Connecticut Bets on "Kill Quill" Camp with New Amazon Tax
June 18, 2018
Note: This article appeared in the June 18, 2018 publication of Law 360.
A bill passed in Connecticut’s 2018 legislative session and signed by Governor Malloy on June 14, 2018, seeks to expand the conditions under which certain out-of-state retailers must collect and remit Connecticut sales tax. Currently, Connecticut taxpayers are required to pay a 6.35% use tax on any purchases made outside of Connecticut or online where no sales tax is paid. However, few taxpayers are aware of such obligation and even fewer comply with it. Recent estimates suggest $70 million of the use tax is evaded in Connecticut on an annual basis. 
In February of this year, Connecticut made headlines for collecting customer purchase information from Newegg, an online electronics retailer, and sending notices to Connecticut residents detailing their previous purchases and asserting a deficiency for the use tax the purchaser failed to remit to the State of Connecticut. Newegg, which was not responsible as an e-commerce retailer to collect and remit sales tax to Connecticut, was the target of a significant backlash from Connecticut customers.  Newegg, among other online retailers, provided the information on its customers to the Department of Revenue Service as a means of placating the Department in response to inquiries about sales and use tax liabilities. Following the outcry, Newegg has agreed to begin charging sales tax for purchases shipped to Connecticut as of July 1, 2018.  With enhanced record-keeping regulations expected to be issued by the Department of Revenue Services, Connecticut’s method of using data from online retailers to collect unpaid sales tax from residents directly may remain a viable option.
In addition to pressuring e-commerce retailers to voluntarily collect sales tax, Connecticut is trying a new approach to compel the retailers to collect the tax. The new legislation is another version of the so-called Amazon tax which requires e-commerce retailers to collect state and local sales taxes from customers, even if they are not the seller themselves. Although nicknamed the “Amazon tax,” the bill would impact all e-commerce marketplace facilitators, including those such as Etsy and eBay, as of December 1, 2018. Connecticut is the 6th state to pass such a tax, along with Minnesota, Oklahoma, Pennsylvania, Rhode Island, and Washington.
To do this, An Act Concerning the Department of Revenue Services’ Recommendations Regarding State Taxation and Collection, Public Act No. 18-152, expands the definition of “retailer” to include “marketplace facilitators.”  Marketplace facilitators includes out-of-state companies which promote the sale of tangible personal property over the internet, software, or other form of electronic delivery.  Marketplace facilitators include online stores, web sites, catalogs, software, and apps where tangible personal property or taxable services are offered for sale.  Sec. 12-407(4)(a)(3). By targeting the larger “facilitator” sites, Connecticut can collect tax on sales by individual sellers, such as individual Etsy vendors or eBay retailers, which might not otherwise be required to collect sales tax to Connecticut due to the small volume of sales into the state. If the individual vendor or seller were already required to collect Connecticut sales tax under another provision of the statute, the purchaser would not be taxed twice, but if the vendor does not collect and remit the requisite sales tax, the facilitator may be liable for the unremitted amount.  Public Act. Sec. 5(b).

*TASK REQUIREMENTS:*
A - Answer these questions about the article on Connecticut's new sales tax law:
(i) What use tax rate must Connecticut taxpayers pay on purchases where no sales tax is paid?
(ii) As of what date did Newegg agree to begin charging sales tax on purchases shipped to Connecticut?
(iii) Which other states does the article list as having passed such a tax?
B - Continue the article on Connecticut's new sales tax law from its last sentence.

*SUPPLIED MATERIAL:*
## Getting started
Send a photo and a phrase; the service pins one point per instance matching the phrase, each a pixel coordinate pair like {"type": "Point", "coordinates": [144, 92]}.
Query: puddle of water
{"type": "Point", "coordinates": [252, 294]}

*TASK-BY-TASK OUTPUTS:*
A -
(i) 6.35%
(ii) July 1, 2018
(iii) Minnesota, Oklahoma, Pennsylvania, Rhode Island, and Washington

B -
As a tradeoff, the bill also raises the minimum threshold for sales by other retailers which are not “marketplace facilitators” from 100 retail sales to either 200 retail sales or $250,000 of gross receipts in the previous year from sales to destinations within Connecticut  and raises the minimum threshold for sales through referral services, including internet links, from $2,000 to $250,000 of gross receipts in the previous year by a person located in Connecticut. 
Kevin Sullivan, the former Commissioner of Connecticut’s Department of Revenue Services, has lobbied consistently for e-commerce taxing authority, estimating that Connecticut loses between $100 million and $200 million a year in revenue from failure of online retailers to collect and remit sales taxes to the states.  It comes as no surprise, then, that Connecticut is at the forefront of devising creative approaches to collecting what it’s owed.
Of course, this bill was passed in the shadow of South Dakota v. Wayfair, Inc., argued before the United States Supreme Court on April 17, 2018, which challenges the holding in Quill Corp. v. North Dakota  that sales tax may not be charged on out-of-state retailers that lack a physical presence in the state. In its Petition for Writ of Certiorari, the State of South Dakota has asked the Supreme Court to abolish the physical presence requirement for charging sales tax to allow states to collect sales tax from internet sellers who may have no physical presence in the state.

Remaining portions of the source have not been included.